- [Work required]:
Take the lines below between the one holding "column 243, row 5" and the one holding "317, row 294", inclusive, and copy them exactly. Add nothing.

- [Available records]:
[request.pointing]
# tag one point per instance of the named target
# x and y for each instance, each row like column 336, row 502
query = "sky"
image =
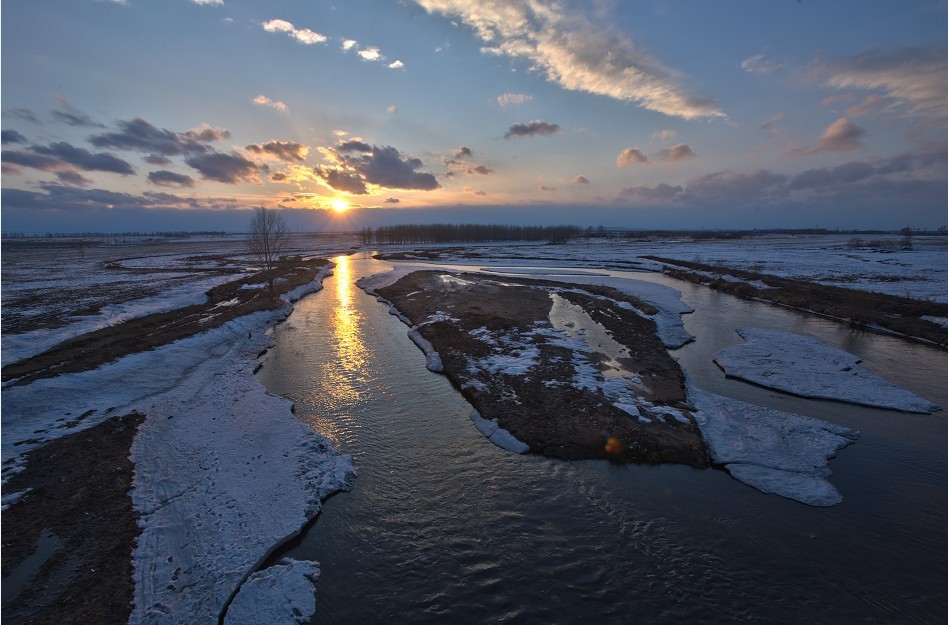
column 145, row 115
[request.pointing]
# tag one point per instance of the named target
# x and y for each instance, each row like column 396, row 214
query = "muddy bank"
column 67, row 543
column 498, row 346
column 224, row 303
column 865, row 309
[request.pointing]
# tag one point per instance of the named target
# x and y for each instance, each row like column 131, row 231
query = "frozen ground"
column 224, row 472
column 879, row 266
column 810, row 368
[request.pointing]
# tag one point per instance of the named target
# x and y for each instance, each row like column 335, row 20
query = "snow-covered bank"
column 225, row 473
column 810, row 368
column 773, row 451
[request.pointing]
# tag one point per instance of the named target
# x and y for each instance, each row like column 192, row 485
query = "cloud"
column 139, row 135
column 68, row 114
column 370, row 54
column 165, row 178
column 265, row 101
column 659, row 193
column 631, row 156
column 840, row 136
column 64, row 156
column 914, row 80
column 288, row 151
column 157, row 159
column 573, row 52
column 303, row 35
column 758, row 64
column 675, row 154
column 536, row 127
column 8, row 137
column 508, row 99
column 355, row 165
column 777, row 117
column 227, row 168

==

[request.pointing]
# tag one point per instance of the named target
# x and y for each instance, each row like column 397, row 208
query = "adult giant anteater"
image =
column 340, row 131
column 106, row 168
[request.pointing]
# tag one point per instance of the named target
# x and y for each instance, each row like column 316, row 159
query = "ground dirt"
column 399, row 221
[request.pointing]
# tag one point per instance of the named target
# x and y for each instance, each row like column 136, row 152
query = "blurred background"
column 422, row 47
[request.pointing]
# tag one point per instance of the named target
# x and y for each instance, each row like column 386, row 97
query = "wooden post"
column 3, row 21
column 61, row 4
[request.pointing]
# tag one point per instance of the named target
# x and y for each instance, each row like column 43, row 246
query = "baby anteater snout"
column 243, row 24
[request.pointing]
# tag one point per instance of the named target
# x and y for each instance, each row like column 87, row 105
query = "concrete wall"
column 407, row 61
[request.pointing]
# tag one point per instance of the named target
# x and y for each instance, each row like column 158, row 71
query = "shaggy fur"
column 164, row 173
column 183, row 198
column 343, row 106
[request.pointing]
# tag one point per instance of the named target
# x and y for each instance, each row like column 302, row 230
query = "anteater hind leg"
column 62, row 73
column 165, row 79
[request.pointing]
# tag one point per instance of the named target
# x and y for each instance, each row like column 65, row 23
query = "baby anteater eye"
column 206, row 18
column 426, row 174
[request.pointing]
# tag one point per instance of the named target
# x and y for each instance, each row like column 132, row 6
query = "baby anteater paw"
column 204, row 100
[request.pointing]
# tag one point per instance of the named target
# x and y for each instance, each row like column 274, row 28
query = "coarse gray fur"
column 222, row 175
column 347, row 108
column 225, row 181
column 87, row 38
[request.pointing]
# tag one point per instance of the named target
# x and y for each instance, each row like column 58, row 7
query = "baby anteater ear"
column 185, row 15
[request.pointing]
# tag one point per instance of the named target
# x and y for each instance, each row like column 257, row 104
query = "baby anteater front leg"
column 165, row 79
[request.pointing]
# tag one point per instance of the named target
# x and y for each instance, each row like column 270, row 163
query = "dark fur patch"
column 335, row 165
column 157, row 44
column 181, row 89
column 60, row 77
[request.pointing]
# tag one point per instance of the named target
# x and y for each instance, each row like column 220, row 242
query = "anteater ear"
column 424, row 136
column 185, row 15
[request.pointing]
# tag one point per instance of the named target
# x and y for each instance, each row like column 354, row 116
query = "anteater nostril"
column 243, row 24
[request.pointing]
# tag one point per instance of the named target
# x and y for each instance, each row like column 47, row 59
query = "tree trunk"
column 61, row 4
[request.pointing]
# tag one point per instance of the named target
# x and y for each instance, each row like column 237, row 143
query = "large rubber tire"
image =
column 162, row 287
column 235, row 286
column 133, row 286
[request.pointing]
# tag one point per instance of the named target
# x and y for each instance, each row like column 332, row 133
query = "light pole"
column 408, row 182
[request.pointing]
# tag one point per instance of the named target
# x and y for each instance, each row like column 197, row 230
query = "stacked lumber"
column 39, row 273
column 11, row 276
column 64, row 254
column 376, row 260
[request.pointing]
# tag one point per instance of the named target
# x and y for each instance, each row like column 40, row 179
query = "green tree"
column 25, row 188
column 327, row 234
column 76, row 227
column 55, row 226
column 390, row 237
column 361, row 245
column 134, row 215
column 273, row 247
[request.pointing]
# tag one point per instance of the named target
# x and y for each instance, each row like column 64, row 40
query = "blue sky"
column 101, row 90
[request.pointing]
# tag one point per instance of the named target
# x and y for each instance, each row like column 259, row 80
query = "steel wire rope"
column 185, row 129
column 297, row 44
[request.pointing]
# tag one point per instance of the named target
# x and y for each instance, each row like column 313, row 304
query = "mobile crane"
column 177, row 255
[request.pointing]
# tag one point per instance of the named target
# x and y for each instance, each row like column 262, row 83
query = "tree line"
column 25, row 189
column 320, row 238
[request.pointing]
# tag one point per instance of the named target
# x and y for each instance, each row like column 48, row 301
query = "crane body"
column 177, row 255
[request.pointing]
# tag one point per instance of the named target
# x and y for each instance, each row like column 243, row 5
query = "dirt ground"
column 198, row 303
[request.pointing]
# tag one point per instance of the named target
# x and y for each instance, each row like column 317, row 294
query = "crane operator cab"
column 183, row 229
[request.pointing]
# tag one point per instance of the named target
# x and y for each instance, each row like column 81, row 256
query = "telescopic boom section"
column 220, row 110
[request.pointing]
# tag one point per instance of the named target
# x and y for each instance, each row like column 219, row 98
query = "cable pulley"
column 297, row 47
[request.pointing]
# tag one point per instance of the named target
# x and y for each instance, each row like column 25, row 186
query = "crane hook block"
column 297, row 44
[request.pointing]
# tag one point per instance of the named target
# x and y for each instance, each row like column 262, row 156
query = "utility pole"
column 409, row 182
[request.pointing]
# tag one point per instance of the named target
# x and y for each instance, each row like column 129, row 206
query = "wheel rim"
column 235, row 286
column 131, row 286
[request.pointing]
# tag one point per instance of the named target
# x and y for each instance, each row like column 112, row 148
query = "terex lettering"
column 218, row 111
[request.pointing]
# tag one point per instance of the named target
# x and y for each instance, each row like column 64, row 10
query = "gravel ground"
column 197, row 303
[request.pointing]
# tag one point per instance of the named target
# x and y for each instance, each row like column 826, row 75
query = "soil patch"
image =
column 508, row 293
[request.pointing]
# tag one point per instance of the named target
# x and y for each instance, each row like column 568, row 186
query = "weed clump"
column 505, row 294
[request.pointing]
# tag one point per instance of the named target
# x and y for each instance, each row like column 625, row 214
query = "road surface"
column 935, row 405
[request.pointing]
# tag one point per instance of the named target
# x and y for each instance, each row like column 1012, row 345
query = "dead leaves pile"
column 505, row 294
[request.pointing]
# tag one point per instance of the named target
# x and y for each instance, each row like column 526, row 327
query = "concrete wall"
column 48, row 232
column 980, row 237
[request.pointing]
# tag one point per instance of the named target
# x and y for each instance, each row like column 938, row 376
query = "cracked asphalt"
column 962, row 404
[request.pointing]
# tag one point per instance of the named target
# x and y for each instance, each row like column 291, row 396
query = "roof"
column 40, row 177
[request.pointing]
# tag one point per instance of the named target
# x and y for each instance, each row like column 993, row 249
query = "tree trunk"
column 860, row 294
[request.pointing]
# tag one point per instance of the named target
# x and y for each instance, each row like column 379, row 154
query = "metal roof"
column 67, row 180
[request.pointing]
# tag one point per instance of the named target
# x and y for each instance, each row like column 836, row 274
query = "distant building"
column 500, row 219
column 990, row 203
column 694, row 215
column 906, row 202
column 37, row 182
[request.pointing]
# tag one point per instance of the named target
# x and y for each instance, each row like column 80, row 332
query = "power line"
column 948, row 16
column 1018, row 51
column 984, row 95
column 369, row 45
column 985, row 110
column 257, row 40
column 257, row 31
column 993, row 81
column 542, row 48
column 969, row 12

...

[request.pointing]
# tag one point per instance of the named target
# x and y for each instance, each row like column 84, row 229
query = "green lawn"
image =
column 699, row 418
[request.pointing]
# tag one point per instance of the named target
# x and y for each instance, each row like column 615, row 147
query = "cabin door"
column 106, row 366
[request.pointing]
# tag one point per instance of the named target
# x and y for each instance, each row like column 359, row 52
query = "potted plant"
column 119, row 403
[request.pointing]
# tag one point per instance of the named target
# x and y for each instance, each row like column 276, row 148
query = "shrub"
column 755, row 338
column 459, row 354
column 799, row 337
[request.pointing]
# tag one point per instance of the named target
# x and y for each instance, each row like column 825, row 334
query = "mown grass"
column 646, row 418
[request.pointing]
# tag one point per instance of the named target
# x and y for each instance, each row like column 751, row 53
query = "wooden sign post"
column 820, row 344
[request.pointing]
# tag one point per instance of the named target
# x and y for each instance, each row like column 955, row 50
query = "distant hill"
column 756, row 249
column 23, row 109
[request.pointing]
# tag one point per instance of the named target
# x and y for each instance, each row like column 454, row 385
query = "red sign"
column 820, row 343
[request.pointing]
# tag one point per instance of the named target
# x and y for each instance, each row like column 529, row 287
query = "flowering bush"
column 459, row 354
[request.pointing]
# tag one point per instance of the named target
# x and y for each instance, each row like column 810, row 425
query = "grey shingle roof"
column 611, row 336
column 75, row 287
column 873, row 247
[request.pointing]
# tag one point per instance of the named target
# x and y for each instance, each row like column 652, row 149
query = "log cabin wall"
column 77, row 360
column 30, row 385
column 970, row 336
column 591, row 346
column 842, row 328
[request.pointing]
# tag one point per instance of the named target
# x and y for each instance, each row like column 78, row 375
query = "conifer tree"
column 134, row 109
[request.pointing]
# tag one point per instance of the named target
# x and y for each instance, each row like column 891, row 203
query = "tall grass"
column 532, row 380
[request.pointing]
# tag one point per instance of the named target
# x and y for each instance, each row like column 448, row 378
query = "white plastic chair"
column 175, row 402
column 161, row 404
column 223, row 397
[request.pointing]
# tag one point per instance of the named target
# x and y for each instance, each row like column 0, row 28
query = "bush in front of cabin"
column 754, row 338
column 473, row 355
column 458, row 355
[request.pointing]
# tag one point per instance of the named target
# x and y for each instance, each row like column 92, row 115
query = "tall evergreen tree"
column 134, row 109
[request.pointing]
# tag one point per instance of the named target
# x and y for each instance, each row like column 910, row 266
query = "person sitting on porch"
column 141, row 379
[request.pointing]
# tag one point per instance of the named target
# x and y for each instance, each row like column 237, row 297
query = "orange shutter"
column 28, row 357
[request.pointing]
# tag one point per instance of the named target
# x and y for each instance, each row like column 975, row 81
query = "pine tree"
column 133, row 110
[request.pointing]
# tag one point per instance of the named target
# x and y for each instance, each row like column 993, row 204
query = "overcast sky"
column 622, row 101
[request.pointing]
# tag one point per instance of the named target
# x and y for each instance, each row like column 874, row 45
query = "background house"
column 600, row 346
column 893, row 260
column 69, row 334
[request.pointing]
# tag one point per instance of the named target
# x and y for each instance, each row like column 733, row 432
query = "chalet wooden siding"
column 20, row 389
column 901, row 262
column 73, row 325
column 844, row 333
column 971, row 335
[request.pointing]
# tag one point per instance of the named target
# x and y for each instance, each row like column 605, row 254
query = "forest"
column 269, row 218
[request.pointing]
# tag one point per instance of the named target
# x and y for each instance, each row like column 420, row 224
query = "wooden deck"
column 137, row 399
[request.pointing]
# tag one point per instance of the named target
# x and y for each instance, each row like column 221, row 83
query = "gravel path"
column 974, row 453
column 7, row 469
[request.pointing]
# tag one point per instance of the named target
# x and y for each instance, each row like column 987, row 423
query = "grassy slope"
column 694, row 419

- [Response to this task]:
# x and y for each instance, each row like column 243, row 5
query = "dirt ground"
column 198, row 303
[request.pointing]
# tag one point per instance of the named target
# x and y for each instance, each row like column 317, row 294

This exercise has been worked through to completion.